Position annotation records:
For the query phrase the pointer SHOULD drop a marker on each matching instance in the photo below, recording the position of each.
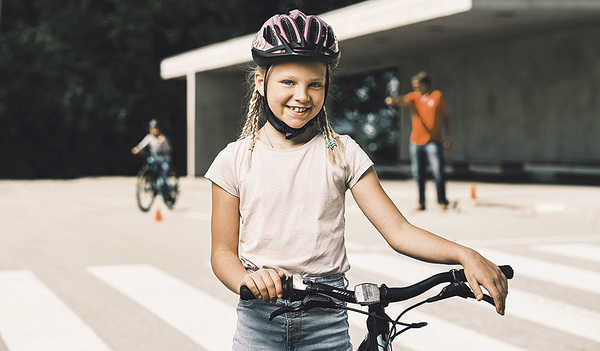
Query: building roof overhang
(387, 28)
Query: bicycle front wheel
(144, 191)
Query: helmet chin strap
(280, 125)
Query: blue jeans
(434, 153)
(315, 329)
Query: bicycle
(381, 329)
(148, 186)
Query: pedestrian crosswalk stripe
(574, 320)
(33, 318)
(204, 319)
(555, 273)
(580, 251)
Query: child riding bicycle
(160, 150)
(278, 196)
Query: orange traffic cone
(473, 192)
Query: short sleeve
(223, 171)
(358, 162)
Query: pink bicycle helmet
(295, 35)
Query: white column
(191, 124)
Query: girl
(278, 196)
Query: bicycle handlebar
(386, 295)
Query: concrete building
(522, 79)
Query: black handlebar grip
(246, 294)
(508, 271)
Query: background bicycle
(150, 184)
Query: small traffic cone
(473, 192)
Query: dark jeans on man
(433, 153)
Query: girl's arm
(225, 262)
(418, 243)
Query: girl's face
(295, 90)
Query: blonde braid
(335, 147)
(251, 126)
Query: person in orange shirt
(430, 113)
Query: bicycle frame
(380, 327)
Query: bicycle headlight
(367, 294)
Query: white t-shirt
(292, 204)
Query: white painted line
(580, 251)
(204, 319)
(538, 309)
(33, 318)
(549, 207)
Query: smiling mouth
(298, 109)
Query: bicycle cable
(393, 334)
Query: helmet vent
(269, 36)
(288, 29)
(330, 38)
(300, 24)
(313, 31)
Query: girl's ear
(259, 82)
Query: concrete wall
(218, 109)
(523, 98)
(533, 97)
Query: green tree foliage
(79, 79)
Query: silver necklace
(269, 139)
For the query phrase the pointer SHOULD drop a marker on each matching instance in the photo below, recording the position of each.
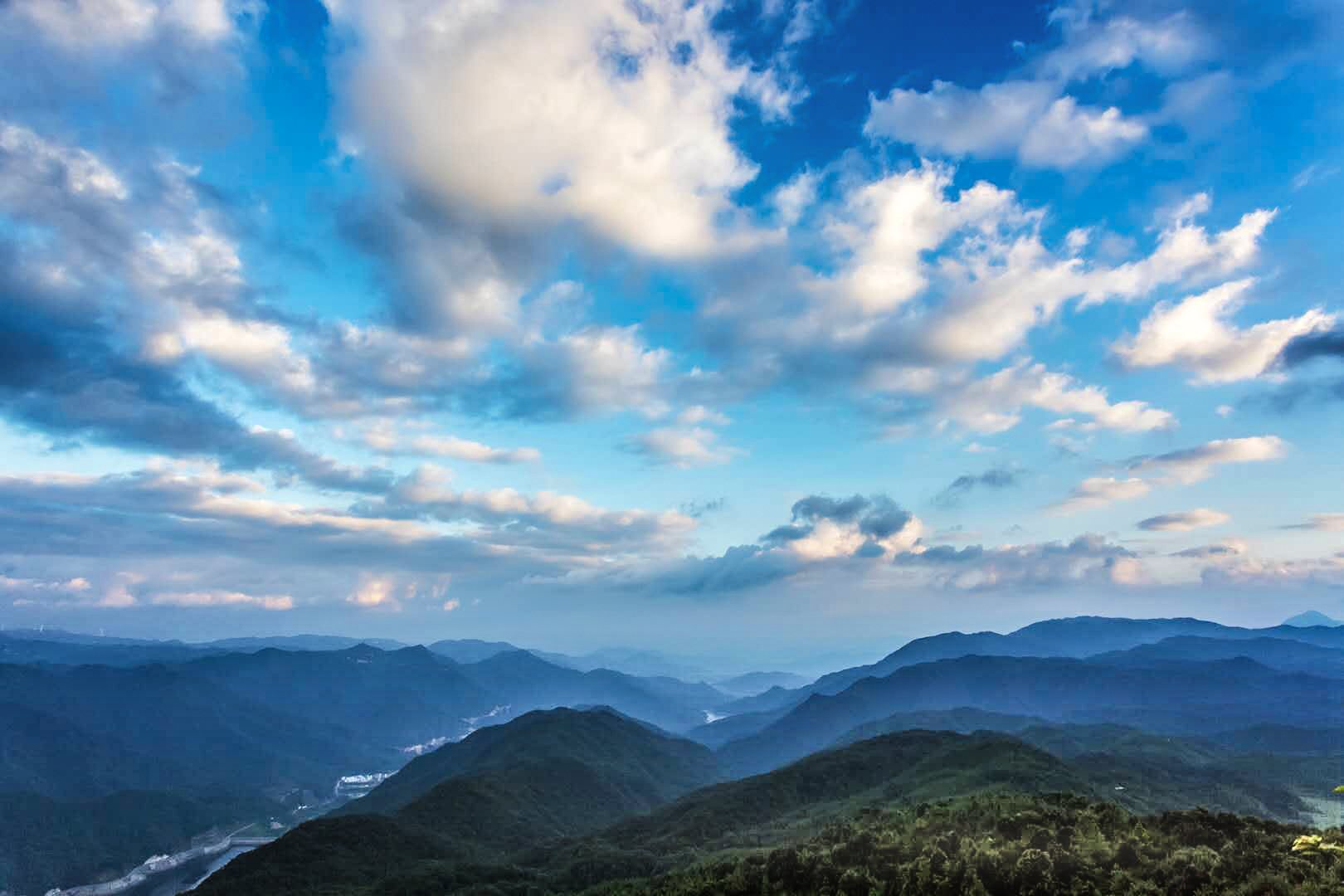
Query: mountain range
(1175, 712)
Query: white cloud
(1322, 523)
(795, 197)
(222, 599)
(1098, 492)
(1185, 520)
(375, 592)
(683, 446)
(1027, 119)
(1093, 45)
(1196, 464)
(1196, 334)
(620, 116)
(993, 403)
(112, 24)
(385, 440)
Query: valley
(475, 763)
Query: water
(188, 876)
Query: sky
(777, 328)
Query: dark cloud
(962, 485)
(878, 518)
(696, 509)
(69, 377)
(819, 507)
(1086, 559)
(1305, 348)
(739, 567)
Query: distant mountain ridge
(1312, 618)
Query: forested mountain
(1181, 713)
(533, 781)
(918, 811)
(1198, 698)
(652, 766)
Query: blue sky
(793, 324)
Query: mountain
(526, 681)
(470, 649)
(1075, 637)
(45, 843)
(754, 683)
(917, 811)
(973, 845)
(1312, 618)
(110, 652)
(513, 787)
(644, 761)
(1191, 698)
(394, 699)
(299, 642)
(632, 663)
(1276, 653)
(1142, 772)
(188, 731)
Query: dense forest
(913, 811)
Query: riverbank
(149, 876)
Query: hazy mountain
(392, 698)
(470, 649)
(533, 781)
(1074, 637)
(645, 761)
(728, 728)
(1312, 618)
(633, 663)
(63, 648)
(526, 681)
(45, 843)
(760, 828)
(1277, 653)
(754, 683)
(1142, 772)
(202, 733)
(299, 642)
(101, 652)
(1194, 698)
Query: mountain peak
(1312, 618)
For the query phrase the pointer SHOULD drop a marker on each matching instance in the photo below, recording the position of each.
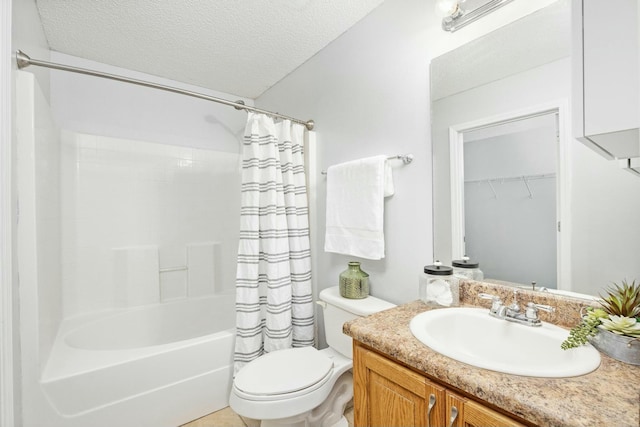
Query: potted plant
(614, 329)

> **EXERCISE DETAILS**
Please turn every line of the records above into a Markdown table with the columns Row and Line, numbering each row and leaving out blank lines. Keep the pictures out of your answer.

> **TASK RESPONSE**
| Row | Line |
|---|---|
| 1 | For the query phrase the pointer SHOULD drop a marker on each matching instance in the photo below, recording the position of each. |
| 2 | Query: building roof overhang |
| 3 | (387, 28) |
| 4 | Query: bicycle front wheel |
| 5 | (144, 191) |
| 6 | Query: helmet chin strap |
| 7 | (280, 125) |
| 8 | Query: blue jeans |
| 9 | (434, 153) |
| 10 | (315, 329) |
| 11 | Query: bicycle |
| 12 | (381, 329) |
| 13 | (148, 186) |
| 14 | Query: pedestrian crosswalk stripe |
| 15 | (574, 320) |
| 16 | (33, 318) |
| 17 | (204, 319) |
| 18 | (555, 273) |
| 19 | (580, 251) |
| 20 | Query: child riding bicycle |
| 21 | (160, 150) |
| 22 | (278, 196) |
| 23 | Query: orange traffic cone |
| 24 | (473, 192) |
| 25 | Query: short sleeve |
| 26 | (223, 171) |
| 27 | (358, 162) |
| 28 | Query: pink bicycle helmet |
| 29 | (295, 35) |
| 30 | Query: white column |
| 31 | (191, 124) |
| 32 | Query: girl |
| 33 | (278, 196) |
| 34 | Query: bicycle handlebar |
| 35 | (386, 295) |
| 36 | Query: concrete building |
| 37 | (522, 79) |
| 38 | Query: black handlebar grip |
| 39 | (246, 294) |
| 40 | (508, 271) |
| 41 | Query: background bicycle |
| 42 | (150, 184) |
| 43 | Query: small traffic cone |
| 44 | (473, 192) |
| 45 | Query: dark jeans on man |
| 46 | (433, 153) |
| 47 | Query: girl's arm |
| 48 | (225, 262) |
| 49 | (418, 243) |
| 50 | Query: girl's face |
| 51 | (295, 90) |
| 52 | Query: blonde braid |
| 53 | (335, 147) |
| 54 | (251, 126) |
| 55 | Query: person in orange shirt |
| 56 | (430, 113) |
| 57 | Query: bicycle frame |
| 58 | (380, 327) |
| 59 | Query: bicycle headlight |
| 60 | (367, 294) |
| 61 | Query: white t-shirt |
| 62 | (292, 204) |
| 63 | Query: white painted line |
| 64 | (580, 251) |
| 65 | (204, 319) |
| 66 | (538, 309) |
| 67 | (33, 318) |
| 68 | (549, 207) |
| 69 | Query: smiling mouth |
| 70 | (298, 109) |
| 71 | Query: bicycle cable |
| 72 | (393, 334) |
| 73 | Query: helmet vent |
| 74 | (269, 36) |
| 75 | (288, 29) |
| 76 | (330, 38) |
| 77 | (300, 24) |
| 78 | (313, 31) |
| 79 | Query: girl's ear |
| 80 | (259, 82) |
| 81 | Query: concrete wall |
| 82 | (218, 109) |
| 83 | (523, 98) |
| 84 | (533, 97) |
| 85 | Query: green tree foliage |
| 86 | (79, 79) |
| 87 | Query: silver necklace |
| 88 | (269, 139) |
| 89 | For the query phrase the pointer SHOULD drop a marker on each matching instance in the photo below, recording the position of each. |
| 90 | Query: mountain range |
| 91 | (1175, 712) |
| 92 | Query: white cloud |
| 93 | (1322, 523) |
| 94 | (795, 197) |
| 95 | (222, 599) |
| 96 | (1098, 492) |
| 97 | (1185, 520) |
| 98 | (375, 592) |
| 99 | (683, 446) |
| 100 | (1027, 119) |
| 101 | (1093, 45) |
| 102 | (1196, 464) |
| 103 | (1196, 334) |
| 104 | (620, 116) |
| 105 | (993, 403) |
| 106 | (112, 24) |
| 107 | (385, 440) |
| 108 | Query: valley |
| 109 | (475, 763) |
| 110 | Query: water |
| 111 | (188, 876) |
| 112 | Query: sky |
| 113 | (777, 328) |
| 114 | Query: dark cloud |
| 115 | (962, 485) |
| 116 | (878, 518) |
| 117 | (696, 509) |
| 118 | (69, 377) |
| 119 | (819, 507) |
| 120 | (1086, 559) |
| 121 | (1305, 348) |
| 122 | (739, 567) |
| 123 | Query: distant mountain ridge |
| 124 | (1312, 618) |
| 125 | Query: forested mountain |
| 126 | (1181, 713) |
| 127 | (533, 781) |
| 128 | (918, 811) |
| 129 | (1198, 698) |
| 130 | (652, 766) |
| 131 | Query: blue sky |
| 132 | (793, 324) |
| 133 | Query: mountain |
| 134 | (526, 681) |
| 135 | (470, 649) |
| 136 | (1075, 637) |
| 137 | (45, 843) |
| 138 | (754, 683) |
| 139 | (917, 811) |
| 140 | (973, 845) |
| 141 | (1312, 618) |
| 142 | (110, 652) |
| 143 | (513, 787) |
| 144 | (644, 761) |
| 145 | (1191, 698) |
| 146 | (394, 699) |
| 147 | (299, 642) |
| 148 | (632, 663) |
| 149 | (1276, 653) |
| 150 | (1142, 772) |
| 151 | (188, 731) |
| 152 | Query: dense forest |
| 153 | (913, 811) |
| 154 | Query: riverbank |
| 155 | (149, 876) |
| 156 | Query: hazy mountain |
| 157 | (392, 698) |
| 158 | (470, 649) |
| 159 | (533, 781) |
| 160 | (1074, 637) |
| 161 | (645, 761) |
| 162 | (728, 728) |
| 163 | (1312, 618) |
| 164 | (633, 663) |
| 165 | (63, 648) |
| 166 | (526, 681) |
| 167 | (45, 843) |
| 168 | (760, 828) |
| 169 | (1277, 653) |
| 170 | (754, 683) |
| 171 | (1142, 772) |
| 172 | (202, 733) |
| 173 | (299, 642) |
| 174 | (101, 652) |
| 175 | (1194, 698) |
| 176 | Query: mountain peak |
| 177 | (1312, 618) |
| 178 | For the query phrase the pointer SHOULD drop a marker on each matching instance in the photo below, recording the position of each. |
| 179 | Query: potted plant |
| 180 | (614, 329) |